■ Exercise directions
Translate the sentence "It was there that I saw Jimi Hendrix perform." from the text about Joni Mitchell's song "Woodstock" into Spanish.

■ Source text
As usual, I was up early this morning. I made the familiar drive to a local shopping area to visit a familiar grocery store to pick up milk and a few other items. Pulling into a parking space, I noticed that the American flag that graces a prominent spot on the premises was flying at half-mast . . . again. It seems that American flags are frequently flying at half-mast these days, and the thought crossed my mind that, with all that’s going on in our country, American flags might not make it back to full mast any time soon.

For some reason, Joni Mitchell’s song, Woodstock, popped into my head. This is the song that memorializes the Woodstock Music & Art Fair held in White Lake, NY, in August 1969. I was a freshly turned nineteen years old then and missed Woodstock, but I did make it to a similar extravaganza the following summer called the Atlanta Pop Festival held near Byron, GA. It was there that I saw Jimi Hendrix perform. He would be dead less than three months later.

Back to Joni Mitchell and Woodstock – the short chorus in this song ends with the phrase, and we’ve got to get ourselves back to the garden. The garden alluded to in this chorus is the Garden of Eden, a literal and metaphorical utopia, free from strife, free from pain, free from hatred, free from the Viet Nam War that was raging at the time – a symbol of peace and love, the counter-culture mantra of the late sixties. According to the biblical Book of Genesis, when Adam and Eve inhabited this garden, they were free from sin, but because of their sin, they, and mankind as a result, were expelled from the garden, hence the need to “get back to the garden.”

So far, so good. I would agree with Ms. Mitchell that it would be great to get back to the garden, to get back to being able to fly our flags at full mast. Her mistake, and the mistake of the typical secular humanist, is in thinking that we can get ourselves back to the garden. There is but one way to true peace and true love, the way of the Lord.

■ The data
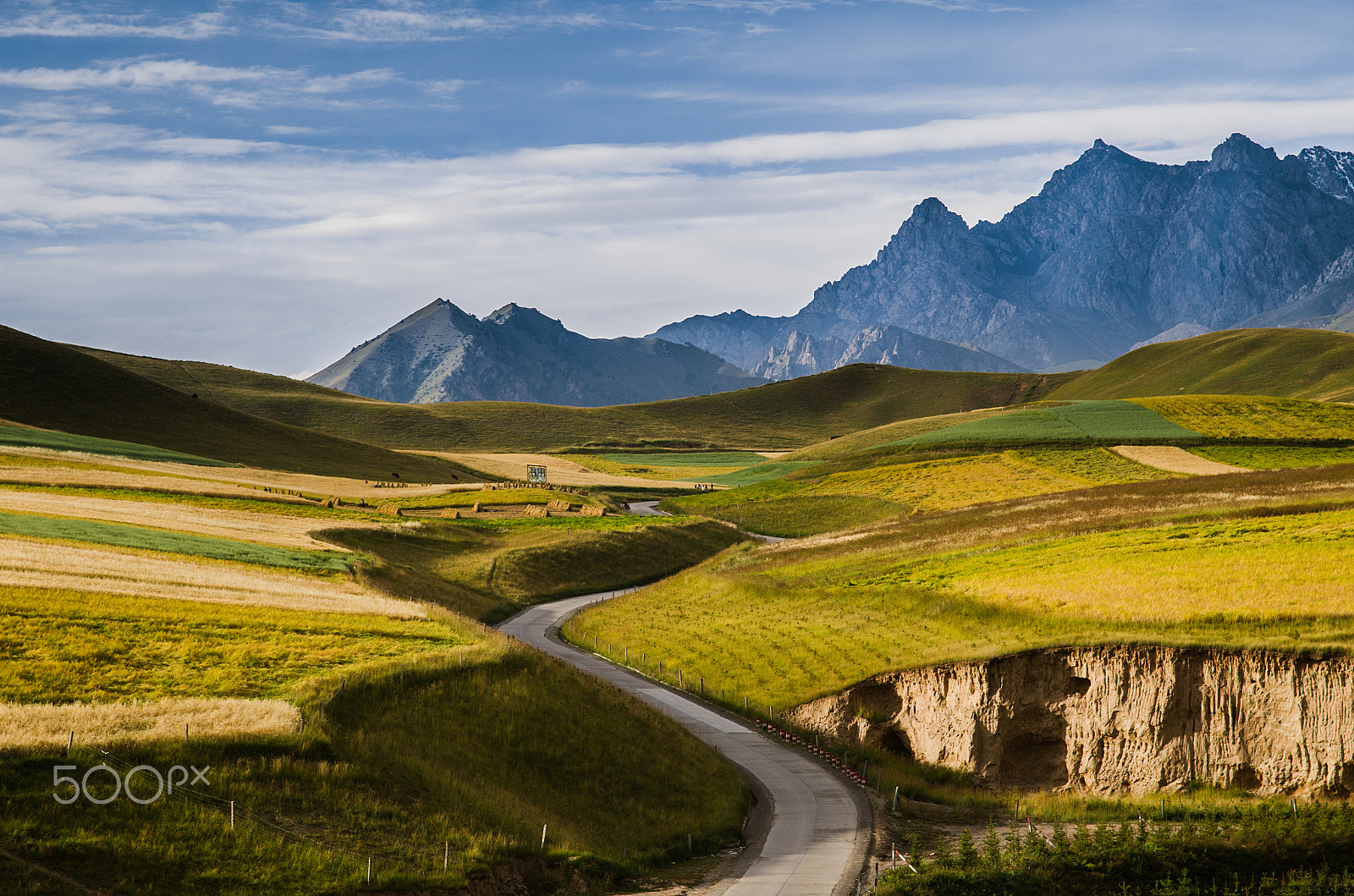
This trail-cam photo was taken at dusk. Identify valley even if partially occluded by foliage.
[8,330,1354,894]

■ Exercise solution
Fue allí donde vi actuar a Jimi Hendrix.